(Extracted items)
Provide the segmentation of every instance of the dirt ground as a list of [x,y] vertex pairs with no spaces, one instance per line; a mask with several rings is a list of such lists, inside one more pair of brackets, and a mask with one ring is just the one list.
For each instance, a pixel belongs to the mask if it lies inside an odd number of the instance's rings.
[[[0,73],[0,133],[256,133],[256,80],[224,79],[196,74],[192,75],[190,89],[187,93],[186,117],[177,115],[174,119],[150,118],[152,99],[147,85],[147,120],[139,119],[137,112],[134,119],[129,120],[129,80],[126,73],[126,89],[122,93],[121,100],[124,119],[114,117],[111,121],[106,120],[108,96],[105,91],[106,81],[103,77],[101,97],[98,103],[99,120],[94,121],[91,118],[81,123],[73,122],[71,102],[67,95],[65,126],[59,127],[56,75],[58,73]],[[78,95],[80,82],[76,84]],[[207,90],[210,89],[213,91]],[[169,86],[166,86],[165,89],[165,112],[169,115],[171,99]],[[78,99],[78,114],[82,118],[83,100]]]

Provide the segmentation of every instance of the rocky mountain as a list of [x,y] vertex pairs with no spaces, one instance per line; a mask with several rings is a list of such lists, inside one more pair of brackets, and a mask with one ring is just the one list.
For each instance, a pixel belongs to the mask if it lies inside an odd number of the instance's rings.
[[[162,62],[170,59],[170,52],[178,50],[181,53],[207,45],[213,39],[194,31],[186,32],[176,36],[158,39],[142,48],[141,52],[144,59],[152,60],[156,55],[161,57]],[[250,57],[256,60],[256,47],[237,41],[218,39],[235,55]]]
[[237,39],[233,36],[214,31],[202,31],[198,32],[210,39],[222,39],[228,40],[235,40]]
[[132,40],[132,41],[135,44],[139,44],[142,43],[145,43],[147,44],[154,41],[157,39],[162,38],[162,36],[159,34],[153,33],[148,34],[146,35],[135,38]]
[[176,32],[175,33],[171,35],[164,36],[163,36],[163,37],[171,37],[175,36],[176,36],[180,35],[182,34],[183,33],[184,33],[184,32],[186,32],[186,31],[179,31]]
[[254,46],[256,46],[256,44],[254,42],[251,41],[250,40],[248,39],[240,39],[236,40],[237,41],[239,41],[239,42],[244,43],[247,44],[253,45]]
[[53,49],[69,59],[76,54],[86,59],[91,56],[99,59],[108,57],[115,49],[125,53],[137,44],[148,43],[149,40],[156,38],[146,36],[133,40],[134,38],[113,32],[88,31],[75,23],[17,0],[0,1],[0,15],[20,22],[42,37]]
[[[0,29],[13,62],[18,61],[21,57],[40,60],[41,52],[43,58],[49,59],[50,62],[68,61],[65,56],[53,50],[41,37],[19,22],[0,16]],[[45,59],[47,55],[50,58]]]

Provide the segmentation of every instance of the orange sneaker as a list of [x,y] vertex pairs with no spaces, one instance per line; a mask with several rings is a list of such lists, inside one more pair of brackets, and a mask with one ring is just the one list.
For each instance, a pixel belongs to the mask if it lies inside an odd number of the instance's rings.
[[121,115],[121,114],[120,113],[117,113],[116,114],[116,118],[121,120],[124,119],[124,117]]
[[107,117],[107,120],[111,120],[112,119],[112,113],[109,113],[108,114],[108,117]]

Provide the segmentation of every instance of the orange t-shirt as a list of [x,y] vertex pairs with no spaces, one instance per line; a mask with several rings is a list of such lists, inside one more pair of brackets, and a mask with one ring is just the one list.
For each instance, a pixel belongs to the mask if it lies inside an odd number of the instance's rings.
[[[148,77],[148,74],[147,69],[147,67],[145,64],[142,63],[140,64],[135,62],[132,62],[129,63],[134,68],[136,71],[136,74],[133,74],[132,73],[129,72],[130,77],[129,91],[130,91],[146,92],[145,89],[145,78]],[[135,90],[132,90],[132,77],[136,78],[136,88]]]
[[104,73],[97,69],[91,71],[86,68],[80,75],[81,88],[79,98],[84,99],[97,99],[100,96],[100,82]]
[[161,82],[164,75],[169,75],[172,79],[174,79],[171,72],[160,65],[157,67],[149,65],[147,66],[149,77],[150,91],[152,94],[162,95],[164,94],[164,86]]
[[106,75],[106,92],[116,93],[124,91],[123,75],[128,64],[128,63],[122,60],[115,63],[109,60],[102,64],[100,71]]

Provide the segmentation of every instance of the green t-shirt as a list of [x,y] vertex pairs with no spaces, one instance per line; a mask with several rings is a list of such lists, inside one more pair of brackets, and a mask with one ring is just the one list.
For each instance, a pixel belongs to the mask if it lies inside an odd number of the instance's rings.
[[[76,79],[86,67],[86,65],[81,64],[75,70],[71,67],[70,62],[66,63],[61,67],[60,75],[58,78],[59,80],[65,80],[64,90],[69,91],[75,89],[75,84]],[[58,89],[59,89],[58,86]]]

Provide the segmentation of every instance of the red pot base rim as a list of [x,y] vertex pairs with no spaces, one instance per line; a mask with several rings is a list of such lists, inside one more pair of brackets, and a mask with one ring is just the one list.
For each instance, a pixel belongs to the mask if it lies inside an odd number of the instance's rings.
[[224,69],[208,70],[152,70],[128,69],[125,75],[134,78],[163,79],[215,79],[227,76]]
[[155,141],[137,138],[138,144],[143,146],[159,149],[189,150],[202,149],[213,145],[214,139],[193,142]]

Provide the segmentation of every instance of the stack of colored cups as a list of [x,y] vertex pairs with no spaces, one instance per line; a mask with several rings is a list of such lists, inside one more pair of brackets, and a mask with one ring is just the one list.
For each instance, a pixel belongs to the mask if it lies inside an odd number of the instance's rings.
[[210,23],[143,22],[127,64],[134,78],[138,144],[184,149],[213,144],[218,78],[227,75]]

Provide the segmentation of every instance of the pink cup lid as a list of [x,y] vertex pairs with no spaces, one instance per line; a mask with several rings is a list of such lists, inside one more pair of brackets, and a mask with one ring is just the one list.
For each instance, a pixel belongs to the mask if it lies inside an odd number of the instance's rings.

Goal:
Please convert every line of the items above into a numbered list, one line per number, and leave out the blank lines.

Result of this task:
1. Provide the segmentation of every instance of the dirt ground as a list of [x,y] vertex pairs with no spaces, one instance per line; a mask with several rings is a list of such lists, inside one more pair of brackets, and a mask with one ring is just the one list.
2. For each instance, a pixel belongs to the mask if it lies inside an odd number of the instance's rings.
3. [[[0,73],[0,133],[256,133],[256,80],[224,79],[196,74],[192,75],[190,89],[187,93],[186,117],[177,115],[174,119],[150,118],[152,99],[147,85],[147,120],[139,119],[137,112],[134,119],[129,120],[129,80],[126,73],[126,89],[122,93],[121,100],[124,119],[114,117],[111,121],[106,120],[108,96],[105,91],[106,81],[103,77],[101,97],[98,103],[99,120],[94,121],[91,118],[81,123],[73,122],[71,102],[67,95],[65,126],[59,127],[56,75],[58,73]],[[78,95],[80,82],[76,84]],[[207,90],[210,89],[213,91]],[[169,86],[166,86],[165,89],[165,112],[169,115],[171,99]],[[78,99],[78,114],[82,118],[83,100]]]
4. Provide the segmentation of every instance of the rocky mountain as a list of [x,y] vertex pairs with no spaces, one instance per line; a mask with several rings is a list of such lists, inside one more pair of brackets, and a mask with one ring is just the one list.
5. For each instance, a pixel belongs to the mask if it lies inside an odd number of the instance's rings.
6. [[[162,62],[170,59],[170,52],[178,50],[181,53],[207,45],[213,39],[194,31],[186,32],[176,36],[158,39],[142,48],[141,52],[144,59],[152,60],[156,55],[161,57]],[[250,57],[256,60],[256,47],[237,41],[218,39],[235,55]]]
7. [[237,39],[233,36],[214,31],[202,31],[198,32],[210,39],[222,39],[228,40],[235,40]]
8. [[132,40],[132,41],[135,44],[139,44],[142,43],[145,43],[147,44],[154,41],[157,39],[162,38],[162,36],[159,34],[153,33],[148,34],[146,35],[135,38]]
9. [[176,32],[175,33],[171,35],[164,36],[163,36],[163,37],[171,37],[175,36],[176,36],[180,35],[182,34],[183,33],[184,33],[184,32],[186,32],[186,31],[179,31]]
10. [[254,46],[256,46],[256,44],[254,42],[251,41],[250,40],[248,39],[240,39],[236,40],[237,41],[239,41],[239,42],[244,43],[247,44],[253,45]]
11. [[53,49],[69,59],[76,54],[86,59],[91,56],[99,59],[108,57],[115,49],[125,53],[137,44],[148,43],[149,40],[156,38],[146,36],[133,40],[134,38],[113,32],[88,31],[75,23],[17,0],[0,1],[0,15],[20,22],[42,37]]
12. [[[0,29],[13,62],[18,61],[21,57],[40,60],[41,52],[43,58],[49,59],[50,62],[68,61],[65,56],[53,50],[41,37],[19,22],[0,16]],[[45,59],[47,55],[50,58]]]
13. Provide the segmentation of every instance of the orange sneaker as a list of [x,y] vertex pairs with no spaces, one instance per line; a mask with several rings is a list of such lists, inside one more pair of brackets, and a mask with one ring is just the one list.
14. For each instance, a pixel belongs to the mask if it lies inside an odd number of the instance's rings.
15. [[121,115],[121,114],[120,113],[117,113],[116,114],[116,118],[121,120],[124,119],[124,117]]
16. [[107,117],[107,120],[111,120],[112,119],[112,113],[109,113],[108,114],[108,117]]
17. Provide the segmentation of every instance of the orange t-shirt as a list of [x,y] vertex pairs with no spaces, one instance per line; a mask with several rings is a list of such lists, inside one more pair of brackets, and a mask with one ring is just the one list.
18. For each instance, a pixel belongs to the mask if it lies inside an odd number of the instance's rings.
19. [[[148,77],[148,74],[147,69],[147,67],[145,64],[142,63],[140,64],[135,62],[132,62],[129,63],[134,68],[136,71],[136,74],[133,74],[132,73],[129,72],[130,77],[129,91],[130,91],[146,92],[145,89],[145,78]],[[135,90],[132,90],[132,77],[136,78],[136,88]]]
20. [[104,73],[97,69],[91,71],[86,68],[80,75],[81,88],[79,98],[84,99],[97,99],[100,96],[100,82]]
21. [[161,82],[164,75],[169,75],[172,79],[174,79],[171,72],[160,65],[157,67],[149,65],[147,66],[149,77],[150,91],[152,94],[162,95],[164,94],[164,86]]
22. [[106,75],[106,92],[116,93],[124,91],[123,75],[128,64],[128,63],[122,60],[115,63],[109,60],[102,64],[100,71]]
23. Provide the segmentation of every instance of the green t-shirt as a list of [x,y] vertex pairs with no spaces, one instance per line; a mask with several rings is a list of such lists, inside one more pair of brackets, and a mask with one ring is just the one list.
24. For each instance, a pixel belongs to the mask if it lies inside an odd number of the instance's rings.
25. [[[76,79],[86,67],[86,65],[81,64],[75,70],[71,67],[70,62],[66,63],[61,67],[60,75],[58,78],[59,80],[65,80],[64,90],[69,91],[75,89],[75,84]],[[58,89],[59,89],[58,86]]]
26. Provide the segmentation of every instance of the red pot base rim as a list of [x,y] vertex pairs with no spaces, one instance per line; a mask with several rings is a list of such lists, inside one more pair of brackets, and a mask with one ring is just the one list.
27. For each instance, a pixel belongs to the mask if it lies inside an odd number of the instance's rings.
28. [[224,69],[208,70],[152,70],[128,69],[125,75],[134,78],[163,79],[215,79],[227,76]]
29. [[155,141],[137,138],[138,144],[143,146],[159,149],[189,150],[202,149],[213,145],[214,139],[193,142]]
30. Provide the segmentation of every instance of the stack of colored cups as a list of [x,y] vertex pairs with no spaces, one instance per line; a mask with several rings is a list of such lists, inside one more pair of brackets, and a mask with one ring is just the one list.
31. For each instance, a pixel belongs to the mask if it lies inside an odd number of the instance's rings.
32. [[210,23],[143,22],[127,64],[134,78],[138,144],[184,149],[213,144],[218,78],[227,75]]
33. Provide the segmentation of every instance of the pink cup lid as a list of [x,y] vertex pairs with no spaces, one instance per line; a mask with several rings is a list of such lists, inside one more pair of brackets, and a mask with one ring is just the one list.
34. For each instance, a pixel belongs to the mask if it lies inside an odd number of the instance's rings.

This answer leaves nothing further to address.